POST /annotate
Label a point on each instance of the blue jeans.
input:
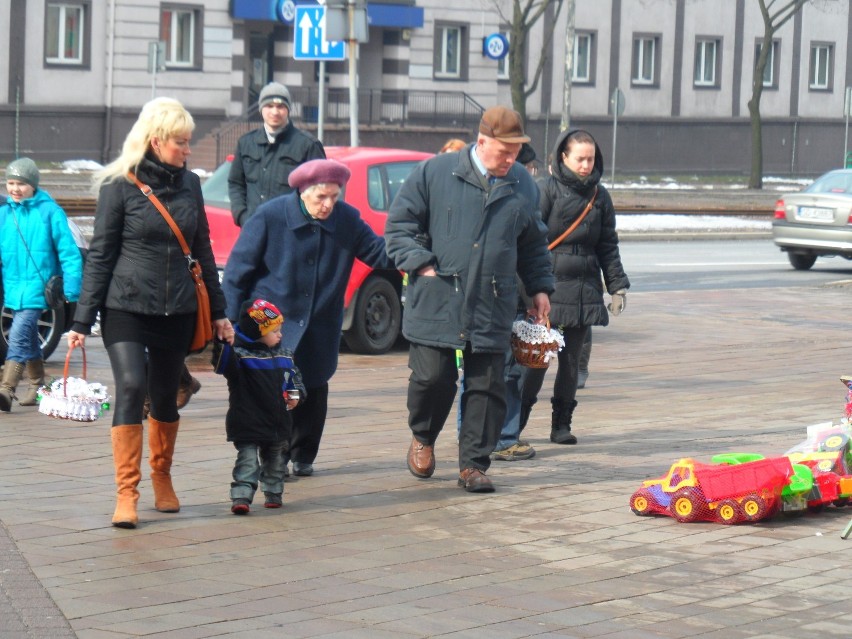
(23, 336)
(258, 463)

_____

▸ **Task directions**
A faithful copy of every record is needed here. Leave the images out of it.

▸ **Finished exercise**
POST /annotate
Label a point on each instance of the blue jeans.
input:
(23, 336)
(258, 463)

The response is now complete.